PAGE TEXT:
※
Dachau Concentration Camp Liberated
Exactly 68 years later, the sheer horror of it remains as incomprehensible as ever. On April 29, 1945, U.S. troops liberated the Dachau concentration camp in southern Germany, where the Nazis murdered tens of thousands of prisoners. What the American troops found when they entered the camp shocked them and revolts us still, disturbing stories and images that can never be forgotten.
Dachau was the Nazi’s first concentration camp, opened in March 1933, and it served as a model for all other such camps. During the 12 years the Nazis operated Dachau, it is estimated that over 200,000 prisoners were interred there and over 30,000 people killed, but the exact numbers will never be known. The camp was used for political prisoners as well as Jews and prisoners of war.
This copyrighted report of the liberation of Dachau was published by the Oregonian (Portland, Oregon) on May 1, 1945:
Yanks Storm Dread Prison
Dachau, Germany, April 30 (AP)—Dachau prison, Germany’s most dreaded extermination camp, has been captured and its surviving 32,000 tortured inmates freed by outraged American doughboys who killed or captured its brutal garrison in a furious battle.
Dashing to the camp atop tanks, bulldozers, self-propelled guns—anything with wheels—the fighting Yanks of the 42d and 45th divisions hit the notorious prison northwest of Munich Sunday.
Dozens of Nazi guards fell under withering blasts of rifle and carbine fire as the soldiers, catching glimpses of the horrors within the camp, raged through its barracks for a quick cleanup.
The troops were joined by trusty prisoners working outside the barbed wire enclosures. Frenchmen and Russians, grabbing up weapons dropped by the slain SS guards, acted swiftly on their own to exact full revenge from their tormentors.
※
ENTRIES SUPPLIED:

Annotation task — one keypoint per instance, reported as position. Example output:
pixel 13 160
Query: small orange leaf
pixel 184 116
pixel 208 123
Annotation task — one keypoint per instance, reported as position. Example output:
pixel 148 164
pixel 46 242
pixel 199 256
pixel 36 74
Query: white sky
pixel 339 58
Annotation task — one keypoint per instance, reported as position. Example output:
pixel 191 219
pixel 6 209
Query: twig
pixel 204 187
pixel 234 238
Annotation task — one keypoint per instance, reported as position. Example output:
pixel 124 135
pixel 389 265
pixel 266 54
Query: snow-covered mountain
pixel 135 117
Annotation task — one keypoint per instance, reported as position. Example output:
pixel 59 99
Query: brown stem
※
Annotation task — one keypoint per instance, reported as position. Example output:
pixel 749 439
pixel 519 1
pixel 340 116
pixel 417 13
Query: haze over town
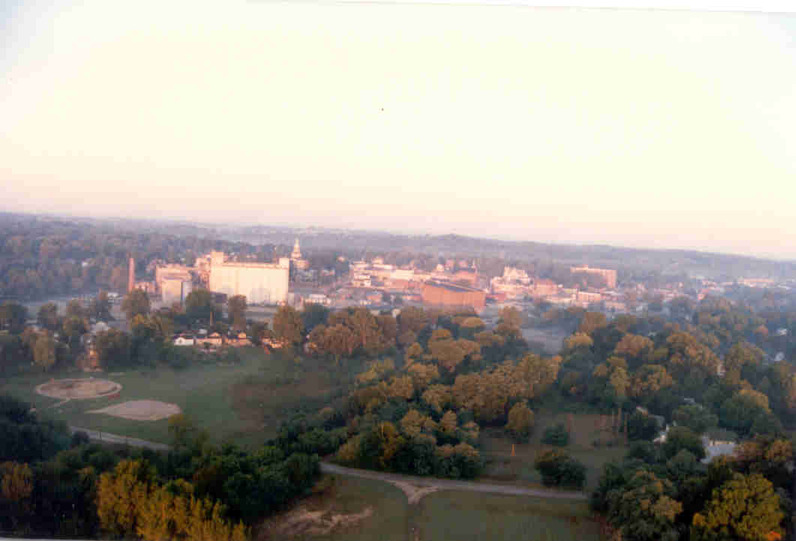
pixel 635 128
※
WORK TO COMPLETE:
1 - In the Dachau liberation text, reproduce the passage starting with "Dachau was the" and going on through "prisoners of war.", substituting "dissidents" for "political prisoners".
2 - Translate this sentence from the Dachau liberation text into Spanish: "The camp was used for political prisoners as well as Jews and prisoners of war."
3 - Continue the Dachau liberation text after its final sentence.

ANSWERS TO THE TASKS:
1 -
Dachau was the Nazi’s first concentration camp, opened in March 1933, and it served as a model for all other such camps. During the 12 years the Nazis operated Dachau, it is estimated that over 200,000 prisoners were interred there and over 30,000 people killed, but the exact numbers will never be known. The camp was used for dissidents as well as Jews and prisoners of war.

2 - El campo se utilizó para presos políticos, así como para judíos y prisioneros de guerra.

3 -
Important Captives Moved
Sorting of the liberated prisoners was still underway today, but the Americans learned from camp officials that some of the more important captives had been transferred recently to a new hideout, probably in the Tyrol. These were said to have included Marshal Stalin’s son, Jacob, who was captured in 1941; former Austrian Chancellor Kurt Schuschnigg and his wife; Prince Frederick Leopold of Prussia; Prince Xavier Bourbon de Parme and Pastor Martin Niemoller, the German Lutheran who was arrested when he defied Nazi attempts to control his preaching.
(Prisoners at another camp liberated by the Americans recently reported Schuschnigg had been executed by his guards earlier this month.)
One of the prisoners remaining here told officers he was the son of Leon Blum, former French premier.
23,000 Prisoners Die
Prisoners with access to records said 9,000 captives had died of hunger and disease or were shot in the past three months and 14,000 more perished during the cold winter. Typhus was prevalent in the camp and the city’s water supply was reported contaminated by drainage from 6,000 graves near the prison.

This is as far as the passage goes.